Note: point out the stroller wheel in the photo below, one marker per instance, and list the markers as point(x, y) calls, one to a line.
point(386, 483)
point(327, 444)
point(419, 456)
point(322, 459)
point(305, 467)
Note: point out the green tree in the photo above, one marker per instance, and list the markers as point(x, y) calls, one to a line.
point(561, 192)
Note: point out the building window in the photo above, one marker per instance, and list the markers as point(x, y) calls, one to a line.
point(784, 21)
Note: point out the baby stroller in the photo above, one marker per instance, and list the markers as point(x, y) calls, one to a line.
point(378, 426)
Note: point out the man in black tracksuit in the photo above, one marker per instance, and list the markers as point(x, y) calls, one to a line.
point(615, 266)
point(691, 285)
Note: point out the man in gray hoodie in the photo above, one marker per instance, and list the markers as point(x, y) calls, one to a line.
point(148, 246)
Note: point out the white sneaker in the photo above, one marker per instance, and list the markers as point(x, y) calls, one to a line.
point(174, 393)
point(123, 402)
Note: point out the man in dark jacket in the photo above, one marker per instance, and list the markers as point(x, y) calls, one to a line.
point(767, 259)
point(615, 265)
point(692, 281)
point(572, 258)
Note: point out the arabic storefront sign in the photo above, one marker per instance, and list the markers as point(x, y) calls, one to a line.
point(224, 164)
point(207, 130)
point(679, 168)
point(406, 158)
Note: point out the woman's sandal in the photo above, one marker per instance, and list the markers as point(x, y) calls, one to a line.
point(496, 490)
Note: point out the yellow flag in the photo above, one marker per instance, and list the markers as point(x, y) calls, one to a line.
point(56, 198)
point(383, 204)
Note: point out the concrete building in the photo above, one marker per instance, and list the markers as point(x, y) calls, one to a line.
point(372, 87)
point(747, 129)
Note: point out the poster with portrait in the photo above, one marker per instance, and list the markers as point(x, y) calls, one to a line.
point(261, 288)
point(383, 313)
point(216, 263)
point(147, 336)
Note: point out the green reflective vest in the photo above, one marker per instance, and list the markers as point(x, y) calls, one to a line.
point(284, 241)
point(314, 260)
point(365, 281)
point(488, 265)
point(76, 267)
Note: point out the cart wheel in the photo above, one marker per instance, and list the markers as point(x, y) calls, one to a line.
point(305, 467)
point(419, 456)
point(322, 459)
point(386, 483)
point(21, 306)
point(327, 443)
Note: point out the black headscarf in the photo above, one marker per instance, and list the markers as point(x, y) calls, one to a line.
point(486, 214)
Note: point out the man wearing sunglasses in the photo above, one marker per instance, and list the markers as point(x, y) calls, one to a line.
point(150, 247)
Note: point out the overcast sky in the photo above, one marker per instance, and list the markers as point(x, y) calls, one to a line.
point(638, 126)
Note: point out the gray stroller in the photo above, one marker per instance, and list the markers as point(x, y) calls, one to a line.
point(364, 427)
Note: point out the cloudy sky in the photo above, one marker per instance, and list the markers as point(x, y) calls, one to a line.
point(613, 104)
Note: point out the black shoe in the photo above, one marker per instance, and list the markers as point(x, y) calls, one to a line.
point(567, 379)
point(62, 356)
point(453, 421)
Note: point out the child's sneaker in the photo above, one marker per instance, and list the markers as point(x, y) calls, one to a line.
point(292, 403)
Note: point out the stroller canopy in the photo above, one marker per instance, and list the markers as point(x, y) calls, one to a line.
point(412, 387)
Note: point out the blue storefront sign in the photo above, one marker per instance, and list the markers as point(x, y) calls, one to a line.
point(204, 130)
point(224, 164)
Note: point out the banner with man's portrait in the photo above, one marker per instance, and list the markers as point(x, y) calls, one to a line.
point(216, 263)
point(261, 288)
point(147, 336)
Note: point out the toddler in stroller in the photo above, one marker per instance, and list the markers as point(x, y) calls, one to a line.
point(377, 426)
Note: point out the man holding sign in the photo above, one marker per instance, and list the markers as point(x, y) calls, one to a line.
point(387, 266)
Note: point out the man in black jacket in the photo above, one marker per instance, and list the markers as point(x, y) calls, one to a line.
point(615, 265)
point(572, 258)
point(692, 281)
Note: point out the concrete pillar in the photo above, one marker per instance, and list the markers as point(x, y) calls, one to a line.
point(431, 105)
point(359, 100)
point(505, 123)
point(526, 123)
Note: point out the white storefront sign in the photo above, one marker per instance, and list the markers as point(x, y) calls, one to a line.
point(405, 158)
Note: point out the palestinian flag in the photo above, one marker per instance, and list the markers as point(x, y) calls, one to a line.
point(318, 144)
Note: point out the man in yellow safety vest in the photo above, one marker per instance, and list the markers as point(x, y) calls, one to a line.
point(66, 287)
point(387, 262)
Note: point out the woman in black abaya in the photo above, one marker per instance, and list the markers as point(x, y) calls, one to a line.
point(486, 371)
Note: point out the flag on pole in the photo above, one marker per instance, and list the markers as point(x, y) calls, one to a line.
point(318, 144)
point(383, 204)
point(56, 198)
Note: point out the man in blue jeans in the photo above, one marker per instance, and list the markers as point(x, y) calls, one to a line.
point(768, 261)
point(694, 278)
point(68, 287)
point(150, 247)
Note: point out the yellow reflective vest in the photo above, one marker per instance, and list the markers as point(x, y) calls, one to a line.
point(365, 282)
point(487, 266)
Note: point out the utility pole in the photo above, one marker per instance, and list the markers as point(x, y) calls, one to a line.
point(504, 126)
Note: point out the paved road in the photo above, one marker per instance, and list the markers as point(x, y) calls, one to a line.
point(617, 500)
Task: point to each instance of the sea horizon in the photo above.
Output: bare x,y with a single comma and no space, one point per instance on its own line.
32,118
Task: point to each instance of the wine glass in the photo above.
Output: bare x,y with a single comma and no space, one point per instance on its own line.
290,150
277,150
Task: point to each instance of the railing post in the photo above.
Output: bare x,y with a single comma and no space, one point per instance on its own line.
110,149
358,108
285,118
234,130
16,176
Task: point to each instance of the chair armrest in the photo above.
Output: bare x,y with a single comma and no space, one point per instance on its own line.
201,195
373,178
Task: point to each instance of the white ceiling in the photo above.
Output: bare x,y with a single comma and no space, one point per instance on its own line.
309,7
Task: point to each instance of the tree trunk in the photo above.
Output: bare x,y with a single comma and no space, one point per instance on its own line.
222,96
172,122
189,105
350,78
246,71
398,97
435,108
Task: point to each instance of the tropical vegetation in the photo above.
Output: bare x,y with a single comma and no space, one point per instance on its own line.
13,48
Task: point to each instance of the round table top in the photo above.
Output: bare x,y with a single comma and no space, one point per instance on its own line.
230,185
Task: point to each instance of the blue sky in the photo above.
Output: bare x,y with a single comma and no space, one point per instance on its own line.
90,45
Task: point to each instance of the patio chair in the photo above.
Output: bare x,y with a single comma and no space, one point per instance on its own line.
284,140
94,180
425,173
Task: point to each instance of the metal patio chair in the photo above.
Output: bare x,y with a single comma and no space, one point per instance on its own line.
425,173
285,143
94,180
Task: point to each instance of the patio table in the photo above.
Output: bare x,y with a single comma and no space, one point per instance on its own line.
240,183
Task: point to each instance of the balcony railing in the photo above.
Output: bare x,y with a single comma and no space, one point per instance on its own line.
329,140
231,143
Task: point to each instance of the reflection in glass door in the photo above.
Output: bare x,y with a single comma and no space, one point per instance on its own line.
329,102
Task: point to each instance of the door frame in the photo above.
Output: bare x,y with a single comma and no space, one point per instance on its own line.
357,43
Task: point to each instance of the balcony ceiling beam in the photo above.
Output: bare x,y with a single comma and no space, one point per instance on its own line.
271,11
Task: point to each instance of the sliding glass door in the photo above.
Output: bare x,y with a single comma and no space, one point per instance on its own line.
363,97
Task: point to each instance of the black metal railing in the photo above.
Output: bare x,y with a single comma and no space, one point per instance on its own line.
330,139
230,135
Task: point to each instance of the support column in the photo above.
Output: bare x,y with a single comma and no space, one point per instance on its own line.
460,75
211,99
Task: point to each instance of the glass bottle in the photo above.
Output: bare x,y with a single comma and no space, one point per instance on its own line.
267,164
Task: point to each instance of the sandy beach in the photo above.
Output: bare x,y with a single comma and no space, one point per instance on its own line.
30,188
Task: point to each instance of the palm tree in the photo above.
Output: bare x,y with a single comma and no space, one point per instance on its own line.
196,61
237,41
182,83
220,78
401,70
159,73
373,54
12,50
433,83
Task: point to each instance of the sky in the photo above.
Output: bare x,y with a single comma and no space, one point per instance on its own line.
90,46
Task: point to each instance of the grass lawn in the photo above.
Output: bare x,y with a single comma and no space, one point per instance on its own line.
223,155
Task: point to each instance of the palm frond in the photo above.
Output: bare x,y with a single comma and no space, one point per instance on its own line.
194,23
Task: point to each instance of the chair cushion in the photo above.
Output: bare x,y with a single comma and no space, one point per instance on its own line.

----

* [Directions] Render the rows from the beginning up to and including the line containing "point(148, 246)" as a two-column CSV with the headers text and answer. Write one line per row, quote each field, and replace any line breaks with spaces.

* [Result of the exercise]
text,answer
"Note: point out the stroller wheel in the photo below, one marker per instance, and list the markers as point(x, y) calls, one to a line.","point(386, 483) point(327, 444) point(419, 456) point(322, 459) point(305, 467)"
"Note: point out the green tree in the photo above, one marker per instance, and list the markers as point(x, y) calls, one to a line.","point(561, 192)"
"Note: point out the building window in the photo above, one marker per instance, and list the markers as point(x, y) calls, one to a line.","point(784, 21)"
"Note: point out the baby stroller in the photo above, one marker per instance, and list the markers as point(x, y) calls, one to a line.","point(378, 426)"
"Note: point out the man in black tracksuit in the photo above, one marker per instance, and list the markers as point(x, y) calls, one to a line.","point(615, 266) point(691, 285)"
"Note: point out the man in gray hoodie in the photo above, one marker per instance, and list the markers as point(x, y) calls, one to a line.","point(148, 246)"